* start *

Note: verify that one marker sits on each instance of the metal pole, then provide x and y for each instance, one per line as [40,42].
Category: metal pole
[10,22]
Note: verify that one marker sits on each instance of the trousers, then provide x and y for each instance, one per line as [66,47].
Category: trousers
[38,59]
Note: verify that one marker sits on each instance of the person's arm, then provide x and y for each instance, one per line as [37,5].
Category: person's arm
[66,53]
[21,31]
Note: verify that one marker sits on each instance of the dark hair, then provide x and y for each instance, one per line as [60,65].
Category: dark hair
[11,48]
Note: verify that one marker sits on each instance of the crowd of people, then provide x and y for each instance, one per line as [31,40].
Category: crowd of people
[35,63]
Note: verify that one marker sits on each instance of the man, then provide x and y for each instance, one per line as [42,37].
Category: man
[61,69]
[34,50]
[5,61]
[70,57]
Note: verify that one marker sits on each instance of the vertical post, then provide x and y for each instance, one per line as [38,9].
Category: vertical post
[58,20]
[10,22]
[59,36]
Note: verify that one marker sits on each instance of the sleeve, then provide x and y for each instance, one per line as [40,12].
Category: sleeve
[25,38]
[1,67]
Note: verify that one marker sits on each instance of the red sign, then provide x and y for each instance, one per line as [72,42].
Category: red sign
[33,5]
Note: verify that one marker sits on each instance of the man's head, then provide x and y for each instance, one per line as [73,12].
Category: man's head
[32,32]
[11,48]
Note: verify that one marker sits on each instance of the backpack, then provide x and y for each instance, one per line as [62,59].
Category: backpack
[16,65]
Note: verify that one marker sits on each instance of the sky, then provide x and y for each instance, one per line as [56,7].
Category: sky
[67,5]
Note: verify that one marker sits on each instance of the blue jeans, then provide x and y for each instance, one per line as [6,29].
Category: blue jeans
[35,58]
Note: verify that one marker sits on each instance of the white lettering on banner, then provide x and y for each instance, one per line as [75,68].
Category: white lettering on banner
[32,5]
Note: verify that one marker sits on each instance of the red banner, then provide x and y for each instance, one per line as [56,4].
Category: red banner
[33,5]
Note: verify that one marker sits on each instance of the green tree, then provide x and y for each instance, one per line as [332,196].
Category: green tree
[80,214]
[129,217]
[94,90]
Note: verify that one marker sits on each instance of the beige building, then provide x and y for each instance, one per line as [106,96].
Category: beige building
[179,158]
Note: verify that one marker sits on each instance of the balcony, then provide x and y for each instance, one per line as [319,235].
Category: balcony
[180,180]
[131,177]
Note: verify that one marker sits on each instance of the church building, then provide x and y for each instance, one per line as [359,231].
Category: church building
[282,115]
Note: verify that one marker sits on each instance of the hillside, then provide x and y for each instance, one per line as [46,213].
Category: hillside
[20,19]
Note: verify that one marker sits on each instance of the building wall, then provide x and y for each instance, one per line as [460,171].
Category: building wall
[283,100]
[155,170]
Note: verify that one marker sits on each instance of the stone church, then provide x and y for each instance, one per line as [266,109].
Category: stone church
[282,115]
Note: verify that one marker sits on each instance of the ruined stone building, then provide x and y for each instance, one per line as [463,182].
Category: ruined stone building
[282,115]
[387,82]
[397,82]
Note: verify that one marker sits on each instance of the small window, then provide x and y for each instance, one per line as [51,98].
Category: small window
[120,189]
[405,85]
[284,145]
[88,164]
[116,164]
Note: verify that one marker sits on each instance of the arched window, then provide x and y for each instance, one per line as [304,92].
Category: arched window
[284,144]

* end *
* start *

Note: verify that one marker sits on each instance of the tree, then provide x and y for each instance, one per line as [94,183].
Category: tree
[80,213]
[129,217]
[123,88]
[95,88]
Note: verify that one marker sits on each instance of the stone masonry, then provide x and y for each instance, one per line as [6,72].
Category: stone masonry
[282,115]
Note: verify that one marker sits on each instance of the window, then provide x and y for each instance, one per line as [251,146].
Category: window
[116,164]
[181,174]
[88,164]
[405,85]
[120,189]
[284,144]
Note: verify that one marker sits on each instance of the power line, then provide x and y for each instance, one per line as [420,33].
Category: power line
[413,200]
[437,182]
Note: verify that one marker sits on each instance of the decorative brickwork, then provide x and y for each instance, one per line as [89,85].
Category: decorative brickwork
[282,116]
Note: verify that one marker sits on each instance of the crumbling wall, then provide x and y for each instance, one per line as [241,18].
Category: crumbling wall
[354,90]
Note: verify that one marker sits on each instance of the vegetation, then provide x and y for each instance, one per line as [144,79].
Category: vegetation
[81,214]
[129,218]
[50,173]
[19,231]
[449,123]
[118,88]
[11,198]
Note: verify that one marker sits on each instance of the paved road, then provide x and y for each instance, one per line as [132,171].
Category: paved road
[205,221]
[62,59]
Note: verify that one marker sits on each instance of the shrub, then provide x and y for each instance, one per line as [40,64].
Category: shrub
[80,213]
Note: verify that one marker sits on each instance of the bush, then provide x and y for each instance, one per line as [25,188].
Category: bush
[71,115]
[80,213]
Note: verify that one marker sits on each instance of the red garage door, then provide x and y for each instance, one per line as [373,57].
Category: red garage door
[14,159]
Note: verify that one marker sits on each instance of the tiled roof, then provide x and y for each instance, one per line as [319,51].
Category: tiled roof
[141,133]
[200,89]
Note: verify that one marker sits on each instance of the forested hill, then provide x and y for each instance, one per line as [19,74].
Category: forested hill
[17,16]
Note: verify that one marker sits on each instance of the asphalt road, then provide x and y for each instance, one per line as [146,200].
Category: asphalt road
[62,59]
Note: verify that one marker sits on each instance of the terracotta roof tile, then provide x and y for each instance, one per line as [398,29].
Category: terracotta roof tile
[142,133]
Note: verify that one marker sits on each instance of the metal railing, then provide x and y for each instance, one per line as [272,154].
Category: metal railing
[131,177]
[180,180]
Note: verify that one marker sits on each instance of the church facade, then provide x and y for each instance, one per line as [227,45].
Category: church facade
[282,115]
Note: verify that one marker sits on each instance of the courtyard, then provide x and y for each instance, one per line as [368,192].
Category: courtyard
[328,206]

* end *

Do this. Show every line of the material above that contains the word "paved", copying each line in full. Case counts.

Correct output.
Note: verify that one marker sits on each instance of the paved road, then provide x and y for each instance, one per line as [132,171].
Category: paved road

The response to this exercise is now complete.